*** Opening of Materials provided ***

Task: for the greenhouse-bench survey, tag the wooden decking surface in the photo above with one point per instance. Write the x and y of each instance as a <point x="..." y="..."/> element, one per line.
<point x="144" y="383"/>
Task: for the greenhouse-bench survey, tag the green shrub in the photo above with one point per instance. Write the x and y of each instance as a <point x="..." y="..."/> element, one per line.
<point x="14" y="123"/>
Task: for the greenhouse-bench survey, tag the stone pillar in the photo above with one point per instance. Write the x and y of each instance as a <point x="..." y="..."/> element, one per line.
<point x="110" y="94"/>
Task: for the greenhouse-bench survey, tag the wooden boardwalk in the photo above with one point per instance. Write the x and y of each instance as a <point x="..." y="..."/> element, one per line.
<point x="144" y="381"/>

*** Close of Materials provided ***

## What is expected
The whole listing needs repeating. Match each line exactly.

## Written solution
Task: for the greenhouse-bench survey, tag the wooden decking surface in the photo above with one point per instance. Write the x and y of each instance as a <point x="..." y="..."/> element, one per line.
<point x="144" y="383"/>
Task: for the greenhouse-bench survey, tag the green shrub in the photo above with one point per instance. Write the x and y of each instance as a <point x="..." y="..."/> element, one per line.
<point x="14" y="123"/>
Task: for the greenhouse-bench survey, tag the stone pillar in the photo above with one point per instance. Write the x and y of each instance as a <point x="..." y="..."/> element, one per line.
<point x="110" y="94"/>
Task: for the greenhouse-bench survey, tag the wooden boardwalk in the photo above with one point per instance. Write the x and y of each instance as a <point x="..." y="..."/> element, one per line.
<point x="144" y="381"/>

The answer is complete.